• Rows of labeled boxes:
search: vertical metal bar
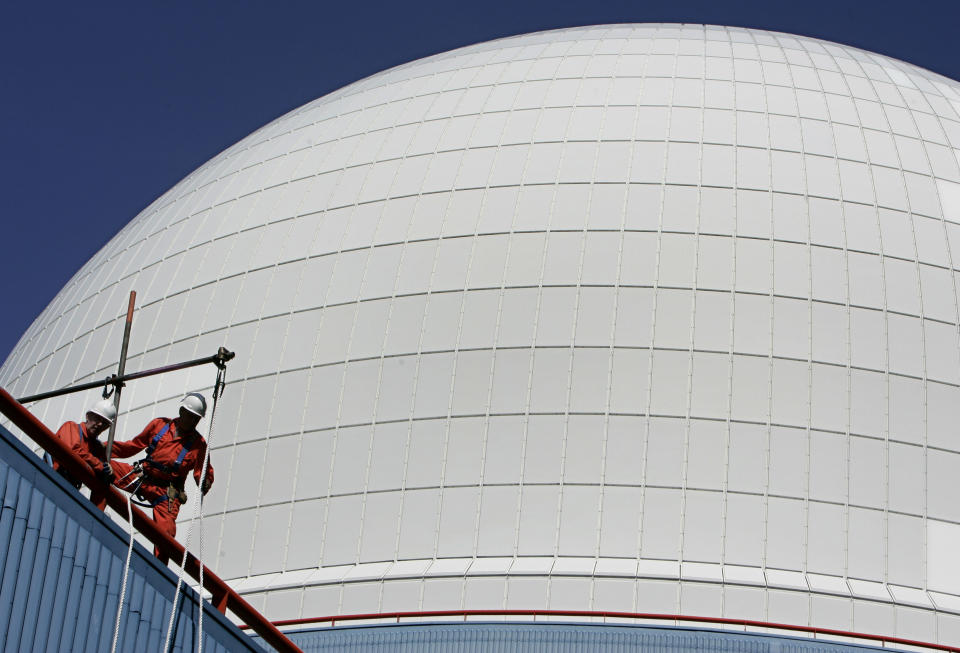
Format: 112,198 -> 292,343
107,290 -> 137,465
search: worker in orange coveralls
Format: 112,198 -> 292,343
53,399 -> 117,510
113,392 -> 213,562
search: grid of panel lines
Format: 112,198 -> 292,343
0,25 -> 960,636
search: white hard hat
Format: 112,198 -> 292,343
180,392 -> 207,417
87,399 -> 117,424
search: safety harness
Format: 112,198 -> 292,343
133,420 -> 196,508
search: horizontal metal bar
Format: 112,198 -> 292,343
17,347 -> 236,404
249,610 -> 960,653
0,388 -> 303,653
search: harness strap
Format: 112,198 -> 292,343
147,422 -> 170,462
143,422 -> 193,474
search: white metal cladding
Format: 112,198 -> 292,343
0,25 -> 960,644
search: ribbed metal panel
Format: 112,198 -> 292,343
0,427 -> 260,653
266,623 -> 890,653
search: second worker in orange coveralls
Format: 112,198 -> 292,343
113,392 -> 213,562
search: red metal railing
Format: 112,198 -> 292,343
240,610 -> 960,653
0,388 -> 303,653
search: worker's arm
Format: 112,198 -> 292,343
110,417 -> 164,458
53,422 -> 80,469
70,438 -> 104,472
193,441 -> 213,494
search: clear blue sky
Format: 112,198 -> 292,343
0,0 -> 960,372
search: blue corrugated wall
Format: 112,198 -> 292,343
270,622 -> 891,653
0,427 -> 260,653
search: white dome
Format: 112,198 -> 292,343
0,25 -> 960,644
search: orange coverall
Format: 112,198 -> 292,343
53,422 -> 129,510
111,417 -> 213,559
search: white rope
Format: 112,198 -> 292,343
163,372 -> 225,653
110,492 -> 133,653
191,400 -> 217,653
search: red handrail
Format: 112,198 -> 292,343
246,610 -> 960,653
0,388 -> 303,653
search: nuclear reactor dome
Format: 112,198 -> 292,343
0,25 -> 960,645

• Stated problem:
Return all of the rows above unchanged, leaving out the pictures.

• Exercise result:
search: vertical metal bar
Format: 112,198 -> 292,343
107,290 -> 137,465
search: worker in orange coveralls
Format: 112,198 -> 292,343
53,399 -> 117,510
113,392 -> 213,562
search: grid of panel lines
Format: 112,198 -> 292,343
0,25 -> 960,636
search: white hard hat
Format: 112,198 -> 292,343
180,392 -> 207,417
87,399 -> 117,424
search: safety harness
Format: 112,198 -> 292,343
133,420 -> 196,508
search: horizontal metal bar
Format: 112,198 -> 292,343
17,347 -> 236,404
249,610 -> 960,653
0,388 -> 303,653
search: harness strap
Format: 112,198 -> 292,343
147,422 -> 170,462
143,422 -> 193,474
search: white metal cladding
Format: 112,198 -> 292,343
0,25 -> 960,644
search: ribbed metal panel
Format: 112,198 -> 292,343
0,427 -> 260,653
266,623 -> 890,653
search: second worker in orange coveralls
Format: 112,198 -> 292,343
113,392 -> 213,562
search: red metal railing
Format: 112,198 -> 292,343
240,610 -> 960,653
0,388 -> 303,653
search: worker's arm
Format: 112,198 -> 292,343
110,417 -> 164,458
53,422 -> 80,469
70,438 -> 104,472
193,441 -> 213,494
search: clear blue sky
Format: 112,198 -> 292,343
0,0 -> 960,372
search: blue corrugated wall
Format: 112,198 -> 292,343
270,622 -> 891,653
0,427 -> 260,653
search: white dome
Format: 112,198 -> 292,343
0,25 -> 960,644
search: orange coverall
Format: 112,198 -> 292,343
53,422 -> 129,510
111,417 -> 213,559
search: white rope
Format: 112,198 -> 292,343
163,372 -> 225,653
110,492 -> 133,653
191,400 -> 217,653
search: red handrail
Format: 112,198 -> 292,343
246,610 -> 960,653
0,388 -> 303,653
search: nuclear reactor dome
Format: 112,198 -> 292,343
0,25 -> 960,645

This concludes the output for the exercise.